— start of TASK INPUTS —
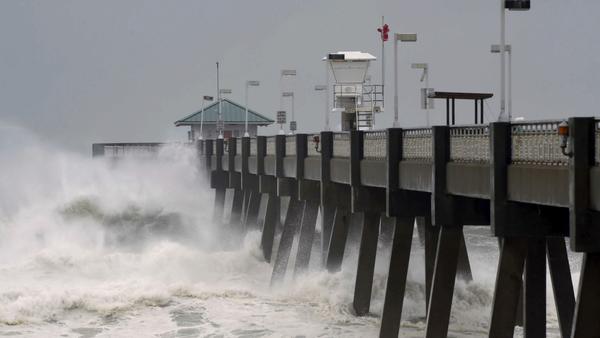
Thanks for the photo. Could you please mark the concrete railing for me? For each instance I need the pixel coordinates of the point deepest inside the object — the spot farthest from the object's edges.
(598, 142)
(417, 144)
(118, 150)
(375, 145)
(253, 147)
(341, 145)
(290, 145)
(537, 143)
(470, 144)
(313, 149)
(270, 145)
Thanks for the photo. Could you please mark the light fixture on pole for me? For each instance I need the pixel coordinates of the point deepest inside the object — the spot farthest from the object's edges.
(249, 83)
(284, 73)
(426, 103)
(204, 99)
(323, 88)
(512, 5)
(292, 122)
(508, 50)
(403, 38)
(281, 121)
(220, 122)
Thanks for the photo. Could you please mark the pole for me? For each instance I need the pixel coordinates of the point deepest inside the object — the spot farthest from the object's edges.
(202, 119)
(510, 84)
(219, 99)
(326, 96)
(502, 116)
(395, 81)
(382, 64)
(246, 134)
(293, 119)
(426, 70)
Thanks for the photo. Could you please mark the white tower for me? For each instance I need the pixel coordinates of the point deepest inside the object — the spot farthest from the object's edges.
(357, 101)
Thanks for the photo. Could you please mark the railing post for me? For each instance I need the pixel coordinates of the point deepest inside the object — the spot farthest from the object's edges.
(394, 156)
(97, 150)
(584, 226)
(584, 232)
(500, 154)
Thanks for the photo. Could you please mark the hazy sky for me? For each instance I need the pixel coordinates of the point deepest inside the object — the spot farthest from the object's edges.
(77, 72)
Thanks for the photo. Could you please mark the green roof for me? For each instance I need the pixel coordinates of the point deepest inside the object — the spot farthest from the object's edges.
(232, 112)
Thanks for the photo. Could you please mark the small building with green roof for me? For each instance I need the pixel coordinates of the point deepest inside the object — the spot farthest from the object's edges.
(234, 117)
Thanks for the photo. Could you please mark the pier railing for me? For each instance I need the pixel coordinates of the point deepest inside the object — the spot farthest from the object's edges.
(598, 142)
(119, 150)
(341, 145)
(253, 147)
(470, 144)
(313, 144)
(537, 143)
(375, 145)
(270, 146)
(417, 144)
(290, 145)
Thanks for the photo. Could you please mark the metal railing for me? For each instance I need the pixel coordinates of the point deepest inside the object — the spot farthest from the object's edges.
(311, 146)
(470, 144)
(537, 143)
(270, 145)
(290, 145)
(417, 144)
(598, 142)
(253, 147)
(341, 145)
(375, 145)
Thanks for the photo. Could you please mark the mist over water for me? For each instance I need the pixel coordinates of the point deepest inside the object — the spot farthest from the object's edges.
(98, 248)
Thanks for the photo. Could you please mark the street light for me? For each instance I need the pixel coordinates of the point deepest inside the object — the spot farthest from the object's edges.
(290, 72)
(292, 122)
(323, 88)
(404, 38)
(220, 123)
(425, 77)
(249, 83)
(512, 5)
(204, 99)
(508, 50)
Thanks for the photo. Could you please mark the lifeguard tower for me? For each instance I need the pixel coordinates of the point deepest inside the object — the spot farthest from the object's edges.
(352, 97)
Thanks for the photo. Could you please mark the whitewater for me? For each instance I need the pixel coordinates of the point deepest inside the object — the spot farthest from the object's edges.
(97, 248)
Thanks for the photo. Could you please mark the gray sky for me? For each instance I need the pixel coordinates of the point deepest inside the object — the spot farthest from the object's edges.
(77, 72)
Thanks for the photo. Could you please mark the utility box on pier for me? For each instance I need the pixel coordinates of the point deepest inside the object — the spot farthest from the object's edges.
(357, 101)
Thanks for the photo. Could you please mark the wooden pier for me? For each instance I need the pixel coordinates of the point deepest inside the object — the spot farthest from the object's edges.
(512, 177)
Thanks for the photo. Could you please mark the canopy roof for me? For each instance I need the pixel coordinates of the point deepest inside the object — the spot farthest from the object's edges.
(232, 112)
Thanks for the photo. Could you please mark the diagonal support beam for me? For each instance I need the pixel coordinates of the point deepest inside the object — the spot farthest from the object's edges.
(396, 282)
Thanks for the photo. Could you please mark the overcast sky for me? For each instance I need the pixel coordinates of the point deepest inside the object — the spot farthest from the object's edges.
(77, 72)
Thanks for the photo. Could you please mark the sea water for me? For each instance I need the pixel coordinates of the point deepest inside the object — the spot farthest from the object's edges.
(105, 248)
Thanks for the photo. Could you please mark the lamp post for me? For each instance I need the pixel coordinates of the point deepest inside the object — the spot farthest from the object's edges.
(249, 83)
(323, 88)
(512, 5)
(292, 122)
(220, 122)
(404, 38)
(285, 73)
(508, 50)
(204, 99)
(425, 77)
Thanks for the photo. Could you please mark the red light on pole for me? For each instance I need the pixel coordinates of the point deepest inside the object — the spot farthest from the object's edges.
(384, 32)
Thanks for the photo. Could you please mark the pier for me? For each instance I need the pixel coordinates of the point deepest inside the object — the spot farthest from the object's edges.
— end of TASK INPUTS —
■ **TASK BRIEF**
Reproduce, word for word, everything from the line containing "Thanks for the photo. Could you please mark the gray" down to the end of the records.

■ **WRITTEN ANSWER**
Thanks for the photo. Could you please mark the gray sky for me? For each instance I need the pixel coordinates of the point deepest inside the object — the spot farthest from the object's edges.
(77, 72)
Thanks for the photo. Could you please mark the utility box on pier for me? For each instance I need the pixel coordinates of the point deepest inside the object — the spot farthest from the object's edges.
(357, 101)
Thanks for the photo. Could you please mark the wooden pier for me? For each instance I need the pixel coordinates of the point deepest inside the object — the spot farthest from the object's edges.
(512, 177)
Thanks for the photo. Could you please mark the canopy roof for me? For each instance I need the pixel coordinates of the point deepest inside the object — the spot farthest from the object's edges.
(232, 112)
Thanks for the photo. Could you please mark the diagonal support beam for me? For each instance I need the pixel coordinates of the point deepest inside the object — the spot farthest from the object's edges.
(396, 282)
Thanks for the photo. Could you please mark the overcast sky for me? For each instance I need the pixel coordinates of the point deepest inside the object — the spot farthest from the object's edges.
(77, 72)
Thanks for the photo. Could you please mark the sea water for me? For each instance I need the pixel coordinates of the point deepest inside the object — the spot farthest from the object's edges.
(105, 248)
Thanks for the photo. Could you please mark the lamp post for me? For each instance I need the pixel coordinates of the point deepest inside the object — the spot farthest from the object's edges.
(249, 83)
(323, 88)
(512, 5)
(292, 122)
(220, 122)
(404, 38)
(285, 73)
(508, 50)
(204, 99)
(425, 77)
Thanks for the photo. Could you please mark the red light on pole for me? For each instance I need the pixel coordinates of the point deepest inside the object — the spot farthest from the object's edges.
(384, 32)
Thanks for the photo. Could you please mark the pier for me? For each instance I need the pixel coordinates of the point deepest inside the object — the spot farthest from the object's edges.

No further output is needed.